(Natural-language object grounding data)
______

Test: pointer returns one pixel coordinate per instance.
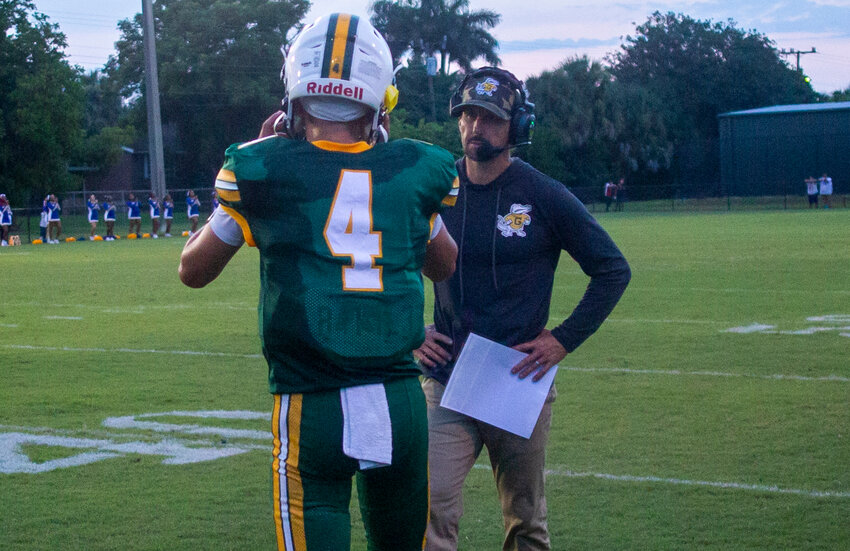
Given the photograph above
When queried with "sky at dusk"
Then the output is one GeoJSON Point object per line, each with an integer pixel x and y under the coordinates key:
{"type": "Point", "coordinates": [536, 36]}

______

Work request: Only the lines from the one containing "Given the photograph above" to the end of the data should be printed, exactly as they stand.

Exercise output:
Given the photograph above
When queried with "sky at dusk"
Then the output is one GeoJSON Point object per line, each with an integer pixel x and y under the coordinates key:
{"type": "Point", "coordinates": [536, 36]}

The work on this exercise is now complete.